*** Opening of PROVIDED MATERIAL ***
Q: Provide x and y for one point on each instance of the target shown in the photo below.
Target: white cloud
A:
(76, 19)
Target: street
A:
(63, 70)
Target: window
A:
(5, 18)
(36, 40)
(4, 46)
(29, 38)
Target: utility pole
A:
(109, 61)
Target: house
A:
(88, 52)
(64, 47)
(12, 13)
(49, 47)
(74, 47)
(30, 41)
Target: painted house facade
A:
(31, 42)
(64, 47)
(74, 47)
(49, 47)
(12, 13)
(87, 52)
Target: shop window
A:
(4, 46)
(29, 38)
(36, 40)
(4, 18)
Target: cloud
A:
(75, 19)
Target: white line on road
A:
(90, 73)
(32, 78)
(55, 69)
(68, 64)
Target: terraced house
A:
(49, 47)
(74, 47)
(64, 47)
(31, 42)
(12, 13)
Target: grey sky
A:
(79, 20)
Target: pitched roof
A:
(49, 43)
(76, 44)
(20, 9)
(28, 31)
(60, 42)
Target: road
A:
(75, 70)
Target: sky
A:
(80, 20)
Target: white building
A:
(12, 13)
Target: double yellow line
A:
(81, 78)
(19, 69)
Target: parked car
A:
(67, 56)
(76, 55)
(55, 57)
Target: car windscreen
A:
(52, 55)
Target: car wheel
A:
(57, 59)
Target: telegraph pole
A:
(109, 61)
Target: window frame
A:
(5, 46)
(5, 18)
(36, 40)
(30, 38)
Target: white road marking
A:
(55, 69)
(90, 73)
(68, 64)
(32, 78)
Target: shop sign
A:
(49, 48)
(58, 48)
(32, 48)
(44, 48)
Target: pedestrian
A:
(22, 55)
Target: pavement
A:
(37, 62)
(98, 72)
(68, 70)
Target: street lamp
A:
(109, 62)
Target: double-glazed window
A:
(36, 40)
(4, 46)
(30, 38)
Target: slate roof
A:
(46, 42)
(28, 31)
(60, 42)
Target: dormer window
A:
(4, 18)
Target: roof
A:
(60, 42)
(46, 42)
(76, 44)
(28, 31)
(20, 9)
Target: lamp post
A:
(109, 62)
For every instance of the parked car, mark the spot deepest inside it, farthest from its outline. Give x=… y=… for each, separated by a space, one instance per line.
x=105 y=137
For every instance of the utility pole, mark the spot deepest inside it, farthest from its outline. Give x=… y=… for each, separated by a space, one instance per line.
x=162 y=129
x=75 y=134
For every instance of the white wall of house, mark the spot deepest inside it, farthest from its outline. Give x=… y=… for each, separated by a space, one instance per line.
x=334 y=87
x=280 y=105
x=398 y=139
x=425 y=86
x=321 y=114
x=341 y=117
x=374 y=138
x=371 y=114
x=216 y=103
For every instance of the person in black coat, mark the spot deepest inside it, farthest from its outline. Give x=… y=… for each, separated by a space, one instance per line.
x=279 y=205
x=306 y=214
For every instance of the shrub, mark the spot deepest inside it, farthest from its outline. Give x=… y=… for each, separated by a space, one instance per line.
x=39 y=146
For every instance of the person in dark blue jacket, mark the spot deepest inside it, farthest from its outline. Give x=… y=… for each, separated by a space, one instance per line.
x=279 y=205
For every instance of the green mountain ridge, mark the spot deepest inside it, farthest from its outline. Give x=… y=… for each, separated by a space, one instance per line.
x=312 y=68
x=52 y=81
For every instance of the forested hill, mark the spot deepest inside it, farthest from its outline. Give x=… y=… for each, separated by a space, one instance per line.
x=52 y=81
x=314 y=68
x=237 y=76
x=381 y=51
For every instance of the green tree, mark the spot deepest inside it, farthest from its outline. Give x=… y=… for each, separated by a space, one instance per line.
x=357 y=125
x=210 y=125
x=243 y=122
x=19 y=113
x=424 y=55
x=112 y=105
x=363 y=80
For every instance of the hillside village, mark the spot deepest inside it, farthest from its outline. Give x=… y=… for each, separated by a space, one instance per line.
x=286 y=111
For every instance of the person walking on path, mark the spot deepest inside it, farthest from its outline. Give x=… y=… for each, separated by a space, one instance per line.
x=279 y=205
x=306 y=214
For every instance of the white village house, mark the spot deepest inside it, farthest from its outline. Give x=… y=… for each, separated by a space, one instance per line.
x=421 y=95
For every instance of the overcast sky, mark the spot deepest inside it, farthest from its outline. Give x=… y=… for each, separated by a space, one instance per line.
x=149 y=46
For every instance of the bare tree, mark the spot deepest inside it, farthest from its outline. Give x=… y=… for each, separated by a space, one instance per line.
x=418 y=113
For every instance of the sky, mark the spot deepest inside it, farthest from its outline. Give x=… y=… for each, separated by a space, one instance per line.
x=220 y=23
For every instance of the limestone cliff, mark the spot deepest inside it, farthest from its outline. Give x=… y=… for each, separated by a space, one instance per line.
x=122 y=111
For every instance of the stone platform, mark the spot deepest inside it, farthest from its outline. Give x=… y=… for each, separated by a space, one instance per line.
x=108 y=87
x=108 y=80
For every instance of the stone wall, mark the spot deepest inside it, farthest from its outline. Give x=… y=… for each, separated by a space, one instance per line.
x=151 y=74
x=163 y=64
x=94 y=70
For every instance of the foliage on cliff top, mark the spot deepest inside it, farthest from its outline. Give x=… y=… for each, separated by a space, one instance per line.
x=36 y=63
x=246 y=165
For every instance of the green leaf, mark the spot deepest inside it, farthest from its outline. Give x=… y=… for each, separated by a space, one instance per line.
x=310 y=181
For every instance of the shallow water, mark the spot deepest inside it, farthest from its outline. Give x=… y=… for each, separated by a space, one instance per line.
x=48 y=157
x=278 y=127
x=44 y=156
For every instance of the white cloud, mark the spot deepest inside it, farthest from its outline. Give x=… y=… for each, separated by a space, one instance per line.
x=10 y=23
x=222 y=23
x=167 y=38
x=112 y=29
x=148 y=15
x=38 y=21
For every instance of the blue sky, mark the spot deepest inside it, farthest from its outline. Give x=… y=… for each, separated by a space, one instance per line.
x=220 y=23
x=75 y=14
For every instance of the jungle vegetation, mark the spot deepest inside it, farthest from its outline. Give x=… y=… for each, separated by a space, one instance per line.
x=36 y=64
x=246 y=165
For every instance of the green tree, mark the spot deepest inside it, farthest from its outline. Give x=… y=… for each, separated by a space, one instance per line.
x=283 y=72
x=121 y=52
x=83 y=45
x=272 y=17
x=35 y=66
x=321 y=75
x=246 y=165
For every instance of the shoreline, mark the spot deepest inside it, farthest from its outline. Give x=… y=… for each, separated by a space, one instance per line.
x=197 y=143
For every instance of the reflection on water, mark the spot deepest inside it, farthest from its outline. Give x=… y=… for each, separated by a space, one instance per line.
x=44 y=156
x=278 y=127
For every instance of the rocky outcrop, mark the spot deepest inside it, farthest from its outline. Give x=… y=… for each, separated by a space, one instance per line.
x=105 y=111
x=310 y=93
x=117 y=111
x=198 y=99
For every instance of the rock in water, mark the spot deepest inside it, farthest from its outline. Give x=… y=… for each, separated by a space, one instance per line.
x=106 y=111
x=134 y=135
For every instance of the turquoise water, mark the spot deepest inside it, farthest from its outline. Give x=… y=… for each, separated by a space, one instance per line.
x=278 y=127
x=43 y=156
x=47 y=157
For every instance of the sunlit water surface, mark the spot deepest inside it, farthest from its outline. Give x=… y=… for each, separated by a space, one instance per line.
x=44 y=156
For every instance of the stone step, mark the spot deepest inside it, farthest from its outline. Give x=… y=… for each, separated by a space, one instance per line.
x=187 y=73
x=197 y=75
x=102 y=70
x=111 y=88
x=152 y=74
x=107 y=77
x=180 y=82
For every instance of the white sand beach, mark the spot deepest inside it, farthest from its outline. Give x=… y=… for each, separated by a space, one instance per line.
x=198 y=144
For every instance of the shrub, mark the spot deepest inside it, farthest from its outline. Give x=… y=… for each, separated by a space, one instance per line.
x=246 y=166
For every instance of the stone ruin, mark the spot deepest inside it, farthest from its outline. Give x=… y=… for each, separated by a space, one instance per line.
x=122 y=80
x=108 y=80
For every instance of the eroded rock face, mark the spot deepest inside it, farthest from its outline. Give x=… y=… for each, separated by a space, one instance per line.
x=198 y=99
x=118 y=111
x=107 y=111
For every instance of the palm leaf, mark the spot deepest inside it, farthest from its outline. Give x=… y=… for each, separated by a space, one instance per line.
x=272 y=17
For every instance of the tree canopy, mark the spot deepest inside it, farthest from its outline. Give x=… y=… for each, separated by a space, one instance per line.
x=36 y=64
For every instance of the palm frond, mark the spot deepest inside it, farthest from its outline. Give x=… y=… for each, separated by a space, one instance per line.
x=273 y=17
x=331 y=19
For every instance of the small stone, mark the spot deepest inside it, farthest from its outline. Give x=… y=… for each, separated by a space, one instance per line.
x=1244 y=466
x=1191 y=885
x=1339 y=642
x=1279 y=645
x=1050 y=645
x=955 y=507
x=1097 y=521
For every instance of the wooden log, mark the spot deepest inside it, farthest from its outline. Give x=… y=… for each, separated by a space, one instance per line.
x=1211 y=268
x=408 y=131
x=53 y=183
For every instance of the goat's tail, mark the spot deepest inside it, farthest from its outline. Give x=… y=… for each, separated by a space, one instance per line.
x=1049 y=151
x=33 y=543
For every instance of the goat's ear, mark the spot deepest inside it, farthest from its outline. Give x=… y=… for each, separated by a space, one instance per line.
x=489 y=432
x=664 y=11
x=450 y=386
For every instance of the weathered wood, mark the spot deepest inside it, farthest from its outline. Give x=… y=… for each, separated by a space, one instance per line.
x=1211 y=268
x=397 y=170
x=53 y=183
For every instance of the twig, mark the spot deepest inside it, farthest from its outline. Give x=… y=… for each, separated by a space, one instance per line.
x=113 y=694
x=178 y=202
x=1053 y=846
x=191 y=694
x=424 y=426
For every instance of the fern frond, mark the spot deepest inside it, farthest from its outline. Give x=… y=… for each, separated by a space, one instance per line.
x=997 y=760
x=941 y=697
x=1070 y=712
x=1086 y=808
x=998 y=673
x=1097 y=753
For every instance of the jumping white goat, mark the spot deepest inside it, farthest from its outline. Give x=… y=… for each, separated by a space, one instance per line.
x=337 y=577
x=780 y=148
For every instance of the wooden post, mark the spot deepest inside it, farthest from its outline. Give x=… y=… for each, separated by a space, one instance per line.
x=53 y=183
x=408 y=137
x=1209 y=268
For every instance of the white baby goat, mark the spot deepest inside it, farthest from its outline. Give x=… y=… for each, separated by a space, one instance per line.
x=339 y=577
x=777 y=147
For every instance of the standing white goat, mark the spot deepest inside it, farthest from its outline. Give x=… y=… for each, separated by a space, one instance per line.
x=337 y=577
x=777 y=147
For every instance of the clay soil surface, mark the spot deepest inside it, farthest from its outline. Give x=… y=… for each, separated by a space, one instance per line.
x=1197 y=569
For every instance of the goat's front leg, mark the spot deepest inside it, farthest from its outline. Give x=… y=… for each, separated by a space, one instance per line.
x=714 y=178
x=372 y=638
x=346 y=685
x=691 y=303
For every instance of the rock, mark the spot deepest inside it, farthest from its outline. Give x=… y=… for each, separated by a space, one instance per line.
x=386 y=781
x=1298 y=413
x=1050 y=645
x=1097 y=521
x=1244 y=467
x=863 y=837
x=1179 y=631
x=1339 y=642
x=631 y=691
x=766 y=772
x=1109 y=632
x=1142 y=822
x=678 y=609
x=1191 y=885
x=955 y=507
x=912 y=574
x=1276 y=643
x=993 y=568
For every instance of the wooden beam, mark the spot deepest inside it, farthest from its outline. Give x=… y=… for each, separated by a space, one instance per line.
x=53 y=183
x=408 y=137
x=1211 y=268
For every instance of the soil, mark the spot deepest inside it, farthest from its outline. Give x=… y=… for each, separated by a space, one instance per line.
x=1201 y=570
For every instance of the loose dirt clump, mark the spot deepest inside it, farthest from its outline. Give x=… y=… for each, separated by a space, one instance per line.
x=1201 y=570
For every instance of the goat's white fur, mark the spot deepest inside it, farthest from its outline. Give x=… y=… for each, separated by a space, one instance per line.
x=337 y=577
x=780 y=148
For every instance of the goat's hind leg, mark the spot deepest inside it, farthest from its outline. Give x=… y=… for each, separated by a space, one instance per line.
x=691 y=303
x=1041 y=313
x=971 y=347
*** Close of PROVIDED MATERIAL ***
Only a number is expected: how many lines of the data include the string "lamp".

OUTPUT FOR THIS TASK: 2